Jinja2 templates define document structure with CSS styling. Faker generates realistic data (names, addresses, amounts). RDFa attributes add semantic markup (DoCO-FD + Schema.org).

Jinja2 Templates

HTML templates with variable substitution for dynamic content generation

Technology: Jinja2

Data Generation

Realistic synthetic data for names, companies, addresses, financials, medical codes

Technology: Faker

Semantic Markup

RDFa annotations linking visual elements to ontological types

Technology: RDFa · DoCO-FD · Schema.org

Output: HTML document with data-label attributes on every annotatable element

↓

2 Browser Engine (Coordinate Extraction)

Playwright loads HTML in headless Chromium and executes JavaScript to extract bounding box coordinates. This is the critical step that makes pixel-perfect ground truth possible.

🌐

Load HTML

Render document in headless browser with all CSS applied

📐

Query Element Positions

JavaScript walks DOM, queries getBoundingClientRect() for each data-label element

📊

Store Coordinates

Capture [x1, y1, x2, y2] in pixels relative to page, map to entity types

Output: Coordinate mapping: element_id → [x1, y1, x2, y2, entity_type, text_content]

↓

3 PDF Generation (Pagination)

───

> **Exercise instructions**:
Carry on the document-generation pipeline text past its last line. The material that comes next is unrelated to the pipeline text.

───

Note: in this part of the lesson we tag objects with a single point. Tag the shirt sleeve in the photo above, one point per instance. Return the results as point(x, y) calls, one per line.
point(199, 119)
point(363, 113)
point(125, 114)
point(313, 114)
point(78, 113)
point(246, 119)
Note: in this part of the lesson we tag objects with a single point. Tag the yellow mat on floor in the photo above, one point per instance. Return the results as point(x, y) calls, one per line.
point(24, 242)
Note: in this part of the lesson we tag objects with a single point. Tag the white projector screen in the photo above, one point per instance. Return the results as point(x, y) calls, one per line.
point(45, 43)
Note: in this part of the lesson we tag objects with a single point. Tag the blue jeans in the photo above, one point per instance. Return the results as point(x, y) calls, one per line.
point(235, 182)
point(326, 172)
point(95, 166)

───

> **Task response**:
Paged.js handles CSS pagination (@page rules, page breaks). WeasyPrint renders paginated HTML to PDF. This produces print-ready documents with realistic page layouts.

Paged.js

Client-side pagination library that polyfills CSS Paged Media specification

Technology: JavaScript

WeasyPrint

Converts HTML/CSS to PDF with proper font rendering and layout

Technology: Python

Output: Multi-page PDF document (preserved as intermediate artifact)

↓

4 Rasterization (Image Generation)

pdf2image converts PDF pages to high-resolution images using poppler-utils. Default 300 DPI produces publication-quality document images suitable for ML training.

Resolution: 300 DPI (default) produces 2480×3508px for A4 pages
Format: JPEG or PNG
Quality: Suitable for OCR and document understanding models

↓

Stage 5: Ground Truth Alignment

The key innovation: coordinates extracted from Stage 2 (HTML) are scaled to match Stage 4 (Image) dimensions.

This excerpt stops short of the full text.